Stored dataset items
****************

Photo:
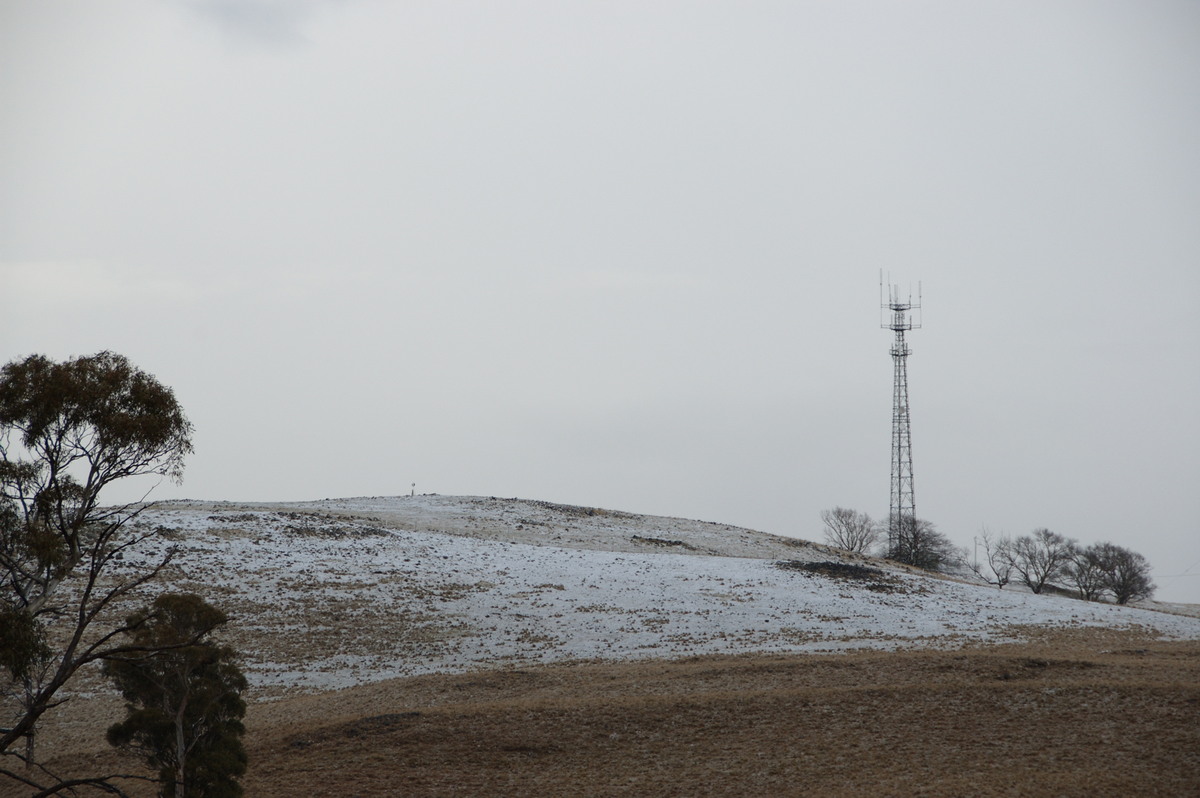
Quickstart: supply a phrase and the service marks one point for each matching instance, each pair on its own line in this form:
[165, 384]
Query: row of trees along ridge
[1042, 559]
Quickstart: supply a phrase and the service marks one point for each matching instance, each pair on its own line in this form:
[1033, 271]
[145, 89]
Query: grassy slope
[1071, 713]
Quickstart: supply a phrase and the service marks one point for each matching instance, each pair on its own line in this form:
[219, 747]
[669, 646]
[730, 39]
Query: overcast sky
[628, 253]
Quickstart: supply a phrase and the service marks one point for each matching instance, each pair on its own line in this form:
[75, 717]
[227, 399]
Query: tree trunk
[180, 750]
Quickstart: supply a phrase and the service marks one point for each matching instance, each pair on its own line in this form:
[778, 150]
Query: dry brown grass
[1071, 713]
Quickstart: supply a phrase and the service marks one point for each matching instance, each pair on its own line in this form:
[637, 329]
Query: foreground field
[1069, 713]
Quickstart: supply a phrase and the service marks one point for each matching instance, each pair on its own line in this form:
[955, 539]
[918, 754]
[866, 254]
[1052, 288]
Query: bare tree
[1126, 574]
[999, 558]
[1086, 571]
[1041, 558]
[918, 543]
[850, 529]
[67, 431]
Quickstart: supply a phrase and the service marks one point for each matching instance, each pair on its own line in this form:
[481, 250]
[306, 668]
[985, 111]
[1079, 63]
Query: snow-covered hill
[328, 594]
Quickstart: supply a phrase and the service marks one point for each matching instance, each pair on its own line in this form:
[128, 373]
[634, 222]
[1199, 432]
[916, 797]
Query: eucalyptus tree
[67, 431]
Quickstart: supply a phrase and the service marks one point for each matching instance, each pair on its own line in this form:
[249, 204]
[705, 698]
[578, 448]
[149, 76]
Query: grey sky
[627, 253]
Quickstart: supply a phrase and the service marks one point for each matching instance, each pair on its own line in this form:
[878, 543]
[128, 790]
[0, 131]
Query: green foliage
[185, 706]
[67, 430]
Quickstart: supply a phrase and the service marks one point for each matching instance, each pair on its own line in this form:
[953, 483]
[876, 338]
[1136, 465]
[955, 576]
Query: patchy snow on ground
[329, 594]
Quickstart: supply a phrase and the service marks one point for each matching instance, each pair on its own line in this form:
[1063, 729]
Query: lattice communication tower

****************

Work to be completed >>
Rewrite the lines from the first one through the line containing "[1042, 559]", replacing "ridge" with "hillside" and changing nothing else. Leave the pictures out of your answer.

Output for this exercise >>
Photo:
Quickstart: supply a phrase and the service marks one point for each matching instance, each pair on its own line in this form:
[165, 384]
Query: row of trees along hillside
[1042, 559]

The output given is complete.